┌─ Excerpted data
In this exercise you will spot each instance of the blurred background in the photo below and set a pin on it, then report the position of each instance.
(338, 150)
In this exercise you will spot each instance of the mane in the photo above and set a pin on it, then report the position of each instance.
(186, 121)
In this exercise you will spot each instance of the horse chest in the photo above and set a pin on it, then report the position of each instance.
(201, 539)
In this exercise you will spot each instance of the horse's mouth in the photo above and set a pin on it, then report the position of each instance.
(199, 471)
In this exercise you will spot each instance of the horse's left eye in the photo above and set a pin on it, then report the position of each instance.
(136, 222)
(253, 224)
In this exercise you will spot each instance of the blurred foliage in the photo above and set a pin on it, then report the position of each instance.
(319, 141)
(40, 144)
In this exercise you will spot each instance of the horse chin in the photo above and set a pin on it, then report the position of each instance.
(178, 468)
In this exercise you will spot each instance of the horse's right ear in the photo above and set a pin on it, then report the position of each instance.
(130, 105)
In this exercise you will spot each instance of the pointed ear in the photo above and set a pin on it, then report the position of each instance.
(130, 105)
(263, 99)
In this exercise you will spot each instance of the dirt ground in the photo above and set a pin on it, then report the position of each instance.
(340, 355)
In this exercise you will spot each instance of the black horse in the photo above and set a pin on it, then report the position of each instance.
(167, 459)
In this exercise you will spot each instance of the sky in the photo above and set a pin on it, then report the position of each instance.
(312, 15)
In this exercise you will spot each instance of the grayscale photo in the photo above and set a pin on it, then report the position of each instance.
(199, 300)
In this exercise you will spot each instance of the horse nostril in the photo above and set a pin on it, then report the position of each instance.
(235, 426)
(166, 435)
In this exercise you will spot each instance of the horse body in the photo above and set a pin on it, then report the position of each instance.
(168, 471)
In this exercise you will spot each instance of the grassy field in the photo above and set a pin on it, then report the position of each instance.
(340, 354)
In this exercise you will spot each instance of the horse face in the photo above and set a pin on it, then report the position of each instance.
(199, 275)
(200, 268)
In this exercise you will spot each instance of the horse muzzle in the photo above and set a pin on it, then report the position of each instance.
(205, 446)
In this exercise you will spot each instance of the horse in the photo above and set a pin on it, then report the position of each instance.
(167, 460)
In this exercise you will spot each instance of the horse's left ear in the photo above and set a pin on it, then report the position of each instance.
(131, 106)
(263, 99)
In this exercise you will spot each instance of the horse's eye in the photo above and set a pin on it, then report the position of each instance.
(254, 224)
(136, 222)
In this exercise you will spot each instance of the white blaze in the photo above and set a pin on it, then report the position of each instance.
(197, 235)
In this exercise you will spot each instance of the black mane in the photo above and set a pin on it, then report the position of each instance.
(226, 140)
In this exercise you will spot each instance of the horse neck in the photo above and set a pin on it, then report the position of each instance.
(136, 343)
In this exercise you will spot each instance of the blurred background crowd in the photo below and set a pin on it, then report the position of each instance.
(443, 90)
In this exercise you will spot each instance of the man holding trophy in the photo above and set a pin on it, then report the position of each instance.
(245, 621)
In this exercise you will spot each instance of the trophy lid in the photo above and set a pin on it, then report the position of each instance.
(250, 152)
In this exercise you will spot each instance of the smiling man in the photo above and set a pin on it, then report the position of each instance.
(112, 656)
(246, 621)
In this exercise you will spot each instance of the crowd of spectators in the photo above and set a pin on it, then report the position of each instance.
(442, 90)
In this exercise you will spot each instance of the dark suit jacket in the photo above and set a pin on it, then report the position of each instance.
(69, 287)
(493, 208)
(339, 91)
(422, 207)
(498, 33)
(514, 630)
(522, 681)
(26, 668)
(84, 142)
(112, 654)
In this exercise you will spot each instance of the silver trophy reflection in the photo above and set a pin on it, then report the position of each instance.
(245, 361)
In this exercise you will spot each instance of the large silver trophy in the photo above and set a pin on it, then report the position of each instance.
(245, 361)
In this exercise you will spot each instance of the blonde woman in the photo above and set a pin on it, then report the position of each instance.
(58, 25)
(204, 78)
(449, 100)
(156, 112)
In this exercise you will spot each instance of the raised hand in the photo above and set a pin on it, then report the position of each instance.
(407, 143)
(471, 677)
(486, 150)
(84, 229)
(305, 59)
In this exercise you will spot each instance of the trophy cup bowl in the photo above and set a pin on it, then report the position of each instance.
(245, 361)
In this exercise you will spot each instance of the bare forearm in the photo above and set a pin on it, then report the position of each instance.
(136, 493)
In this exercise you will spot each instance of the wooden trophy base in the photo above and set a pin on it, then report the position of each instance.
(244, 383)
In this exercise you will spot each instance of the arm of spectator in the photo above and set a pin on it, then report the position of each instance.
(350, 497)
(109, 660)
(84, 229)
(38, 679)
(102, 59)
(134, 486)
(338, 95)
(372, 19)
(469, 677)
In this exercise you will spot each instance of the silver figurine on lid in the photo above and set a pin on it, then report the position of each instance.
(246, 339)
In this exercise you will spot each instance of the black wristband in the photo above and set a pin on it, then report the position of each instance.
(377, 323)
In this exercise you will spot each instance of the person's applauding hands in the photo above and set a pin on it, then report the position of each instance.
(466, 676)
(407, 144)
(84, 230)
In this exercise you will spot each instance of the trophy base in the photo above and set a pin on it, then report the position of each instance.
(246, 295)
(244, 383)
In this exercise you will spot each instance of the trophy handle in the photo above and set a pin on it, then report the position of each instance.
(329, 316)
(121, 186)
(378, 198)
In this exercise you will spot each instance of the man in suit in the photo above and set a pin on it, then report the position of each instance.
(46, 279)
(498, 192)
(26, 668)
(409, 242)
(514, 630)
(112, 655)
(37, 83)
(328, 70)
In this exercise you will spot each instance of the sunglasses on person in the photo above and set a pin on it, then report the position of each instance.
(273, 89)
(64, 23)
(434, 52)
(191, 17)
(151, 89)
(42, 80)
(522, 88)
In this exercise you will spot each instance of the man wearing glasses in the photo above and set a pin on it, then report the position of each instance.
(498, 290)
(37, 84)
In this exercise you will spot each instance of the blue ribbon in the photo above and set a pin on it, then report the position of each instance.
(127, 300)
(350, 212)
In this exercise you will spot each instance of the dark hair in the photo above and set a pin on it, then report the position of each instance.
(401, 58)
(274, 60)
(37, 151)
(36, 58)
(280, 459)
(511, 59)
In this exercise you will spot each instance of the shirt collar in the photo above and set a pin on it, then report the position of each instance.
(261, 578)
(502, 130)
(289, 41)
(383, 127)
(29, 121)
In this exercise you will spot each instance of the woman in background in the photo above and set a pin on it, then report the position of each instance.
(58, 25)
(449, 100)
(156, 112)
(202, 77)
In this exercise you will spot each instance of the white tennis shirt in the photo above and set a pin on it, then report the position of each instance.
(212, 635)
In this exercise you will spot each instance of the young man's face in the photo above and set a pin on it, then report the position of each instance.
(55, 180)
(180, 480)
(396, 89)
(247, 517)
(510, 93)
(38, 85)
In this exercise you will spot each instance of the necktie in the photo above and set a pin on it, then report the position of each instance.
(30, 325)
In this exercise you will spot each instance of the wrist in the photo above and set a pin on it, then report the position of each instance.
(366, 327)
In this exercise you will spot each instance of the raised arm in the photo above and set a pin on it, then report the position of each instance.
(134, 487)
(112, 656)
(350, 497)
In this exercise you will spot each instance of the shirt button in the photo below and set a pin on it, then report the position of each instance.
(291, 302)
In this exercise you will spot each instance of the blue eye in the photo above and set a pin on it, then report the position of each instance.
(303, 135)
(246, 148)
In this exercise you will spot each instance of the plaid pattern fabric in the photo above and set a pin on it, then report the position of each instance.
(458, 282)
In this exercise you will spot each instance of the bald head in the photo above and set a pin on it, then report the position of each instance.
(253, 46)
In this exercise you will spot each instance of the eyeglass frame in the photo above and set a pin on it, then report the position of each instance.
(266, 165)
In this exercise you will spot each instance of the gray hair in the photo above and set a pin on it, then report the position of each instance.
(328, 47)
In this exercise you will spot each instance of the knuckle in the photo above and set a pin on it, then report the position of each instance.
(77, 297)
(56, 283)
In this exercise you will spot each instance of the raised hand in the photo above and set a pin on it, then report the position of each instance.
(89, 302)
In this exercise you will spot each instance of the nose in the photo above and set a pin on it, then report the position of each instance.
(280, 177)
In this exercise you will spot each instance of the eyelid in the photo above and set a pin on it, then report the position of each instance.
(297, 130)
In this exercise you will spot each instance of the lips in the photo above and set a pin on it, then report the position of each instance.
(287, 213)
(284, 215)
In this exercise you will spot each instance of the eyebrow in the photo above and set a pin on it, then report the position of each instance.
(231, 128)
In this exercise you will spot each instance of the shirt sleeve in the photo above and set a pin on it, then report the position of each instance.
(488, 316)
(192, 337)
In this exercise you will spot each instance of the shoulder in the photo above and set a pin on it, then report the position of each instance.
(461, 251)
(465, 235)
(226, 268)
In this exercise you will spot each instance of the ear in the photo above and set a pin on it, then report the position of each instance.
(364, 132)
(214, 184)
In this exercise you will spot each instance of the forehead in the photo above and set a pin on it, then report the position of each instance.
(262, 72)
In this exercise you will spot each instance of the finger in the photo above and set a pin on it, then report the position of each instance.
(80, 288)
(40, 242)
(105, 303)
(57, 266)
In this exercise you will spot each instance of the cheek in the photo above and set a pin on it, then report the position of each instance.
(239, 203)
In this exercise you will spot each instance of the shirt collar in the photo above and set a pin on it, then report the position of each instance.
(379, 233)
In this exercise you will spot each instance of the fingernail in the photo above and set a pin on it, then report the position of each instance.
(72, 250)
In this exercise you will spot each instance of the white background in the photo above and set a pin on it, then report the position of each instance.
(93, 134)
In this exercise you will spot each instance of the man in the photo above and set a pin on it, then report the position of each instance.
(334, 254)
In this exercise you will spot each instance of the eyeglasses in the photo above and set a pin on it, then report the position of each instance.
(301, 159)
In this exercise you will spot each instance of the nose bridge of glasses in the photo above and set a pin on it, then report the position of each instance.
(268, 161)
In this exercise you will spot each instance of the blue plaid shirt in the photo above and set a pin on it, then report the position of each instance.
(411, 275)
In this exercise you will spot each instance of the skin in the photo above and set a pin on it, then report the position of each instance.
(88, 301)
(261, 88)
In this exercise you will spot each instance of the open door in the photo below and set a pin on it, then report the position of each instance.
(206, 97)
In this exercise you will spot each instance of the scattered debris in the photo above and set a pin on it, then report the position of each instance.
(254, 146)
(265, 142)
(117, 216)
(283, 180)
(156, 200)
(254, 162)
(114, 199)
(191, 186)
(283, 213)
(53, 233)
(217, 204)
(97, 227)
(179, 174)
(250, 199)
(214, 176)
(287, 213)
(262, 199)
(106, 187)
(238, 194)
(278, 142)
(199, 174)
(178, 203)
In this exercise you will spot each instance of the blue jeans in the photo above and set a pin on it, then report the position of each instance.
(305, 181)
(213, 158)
└─
Written problem
Each line from the one containing "In this exercise you will spot each instance of the skin" to the end of the records should be echoed exactly, and no other line.

Written solution
In this exercise you will spot each instance of the skin in the photo above and set a pin on it, then report the position of each instance.
(88, 301)
(261, 88)
In this exercise you will spot each instance of the open door in the photo below and set a pin on it, then report the position of each instance.
(206, 97)
In this exercise you will spot each instance of the scattered debris in the photo above and set a pin on it, then report the position of each instance.
(254, 146)
(265, 142)
(117, 216)
(283, 180)
(156, 200)
(254, 162)
(114, 199)
(191, 186)
(283, 213)
(53, 233)
(217, 204)
(97, 227)
(179, 174)
(250, 199)
(214, 176)
(287, 213)
(262, 199)
(106, 187)
(238, 194)
(278, 142)
(199, 174)
(178, 203)
In this exercise you will spot each instance of the blue jeans in the photo above and set a pin on it, then report the position of each instance.
(305, 181)
(213, 158)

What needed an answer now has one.